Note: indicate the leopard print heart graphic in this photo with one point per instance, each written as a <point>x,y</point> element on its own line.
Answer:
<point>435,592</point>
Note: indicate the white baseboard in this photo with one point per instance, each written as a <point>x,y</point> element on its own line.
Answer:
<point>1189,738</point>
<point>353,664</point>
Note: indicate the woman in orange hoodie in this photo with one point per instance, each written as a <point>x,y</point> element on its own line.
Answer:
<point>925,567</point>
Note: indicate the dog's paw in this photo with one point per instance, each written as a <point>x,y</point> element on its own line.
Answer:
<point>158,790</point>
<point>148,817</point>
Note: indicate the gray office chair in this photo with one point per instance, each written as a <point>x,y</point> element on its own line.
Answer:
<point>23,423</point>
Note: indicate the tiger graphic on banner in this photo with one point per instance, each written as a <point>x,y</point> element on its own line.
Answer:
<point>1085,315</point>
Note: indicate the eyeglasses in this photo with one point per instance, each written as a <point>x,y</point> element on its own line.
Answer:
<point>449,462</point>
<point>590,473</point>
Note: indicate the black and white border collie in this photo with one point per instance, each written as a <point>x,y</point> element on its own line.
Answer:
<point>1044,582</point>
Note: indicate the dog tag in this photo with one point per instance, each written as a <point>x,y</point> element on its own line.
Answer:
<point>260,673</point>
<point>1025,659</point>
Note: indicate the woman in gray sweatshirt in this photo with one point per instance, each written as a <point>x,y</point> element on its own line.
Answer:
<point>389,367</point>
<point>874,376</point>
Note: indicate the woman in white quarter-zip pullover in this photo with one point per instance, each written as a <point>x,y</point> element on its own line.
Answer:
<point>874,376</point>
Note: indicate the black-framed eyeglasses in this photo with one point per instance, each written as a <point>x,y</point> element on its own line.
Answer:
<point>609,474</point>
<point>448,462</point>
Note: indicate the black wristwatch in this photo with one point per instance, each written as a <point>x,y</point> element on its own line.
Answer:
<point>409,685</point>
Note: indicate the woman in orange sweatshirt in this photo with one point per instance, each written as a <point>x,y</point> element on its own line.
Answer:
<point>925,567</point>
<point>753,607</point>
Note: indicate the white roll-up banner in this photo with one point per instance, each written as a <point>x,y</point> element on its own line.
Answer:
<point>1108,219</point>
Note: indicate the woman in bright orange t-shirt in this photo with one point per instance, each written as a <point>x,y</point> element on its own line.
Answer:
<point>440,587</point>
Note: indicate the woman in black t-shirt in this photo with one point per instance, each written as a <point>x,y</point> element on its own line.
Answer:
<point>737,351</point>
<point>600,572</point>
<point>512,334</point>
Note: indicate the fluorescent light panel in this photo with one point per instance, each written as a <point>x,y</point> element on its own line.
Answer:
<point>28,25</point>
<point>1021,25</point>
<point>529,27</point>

:::::

Rewrite the entries above, substituting "mark" for every occurrence of "indicate" and leaving all other text unchanged.

▸ **Solution to the exercise**
Note: mark the leopard print heart graphic in this photo with one point per instance, each written as a <point>x,y</point> element on its own line.
Answer:
<point>435,592</point>
Note: mark the white baseboard in this photo with one point per instance, each written as a <point>x,y</point> element on its own line.
Answer:
<point>1189,738</point>
<point>353,664</point>
Note: mark the woman in orange hoodie in this photo with one point per instance, each written as a <point>x,y</point> element on its own line.
Answer:
<point>925,567</point>
Note: mark the dog's paw in this photo with one point per instance, each written as a <point>x,y</point> element on its own line.
Answer:
<point>158,790</point>
<point>148,817</point>
Note: mark the gray office chair in this photo with one point per instance, each written as a <point>x,y</point> element on its own line.
Answer:
<point>23,423</point>
Note: mark the tiger graphic on banner in this photo with one point per instance, each written as a <point>x,y</point> element on its own line.
Answer:
<point>1085,315</point>
Note: mark the eyeglasses in this photo with one point per instance, each written as a <point>x,y</point> element on its own line.
Answer:
<point>449,462</point>
<point>590,473</point>
Note: mark the black and white border collie in this photo with one point per instance, each written as a <point>x,y</point> element on its own line.
Answer:
<point>1044,582</point>
Note: mark the dog tag in this photo with one point per instance, each written as a <point>x,y</point> element on its own line.
Answer:
<point>260,673</point>
<point>1025,659</point>
Note: mark the woman in gray sweatshirt in this photo with one point per instance, each written as a <point>x,y</point> element on its own line.
Answer:
<point>389,367</point>
<point>874,376</point>
Note: mark the woman in white quarter-zip pullover in this photo with one point per instance, each written as a <point>x,y</point> element on its own line.
Answer:
<point>874,376</point>
Note: mark the black-framed eyeglasses in this photo with one point per instance, each written as a <point>x,y</point> element on its own line.
Answer:
<point>609,474</point>
<point>448,462</point>
Note: mark the black wristwatch in this photo with one point per instance, each written as a <point>x,y</point> element on its own line.
Answer:
<point>409,685</point>
Note: mark the woman in orange sweatshirt in this photo with one point per instance, each written as a <point>x,y</point> element on its own line.
Answer:
<point>925,567</point>
<point>753,607</point>
Note: mark the white roll-up banner in this photo with one point per instance, each written as a <point>x,y</point> element on its own line.
Answer:
<point>1108,219</point>
Note: mark the woman in bright orange t-shirt in this photo with one point per instance, each written as a <point>x,y</point> element on its own line.
Answer:
<point>440,587</point>
Note: mark the woman in black t-shirt in this photo with one point per instance, each written as a <point>x,y</point> element on its own line.
Answer:
<point>737,351</point>
<point>600,572</point>
<point>512,334</point>
Note: mark the fluorescent light panel in this photo with one point per instance, each written as a <point>x,y</point> element on its own line.
Answer:
<point>28,25</point>
<point>1021,25</point>
<point>529,27</point>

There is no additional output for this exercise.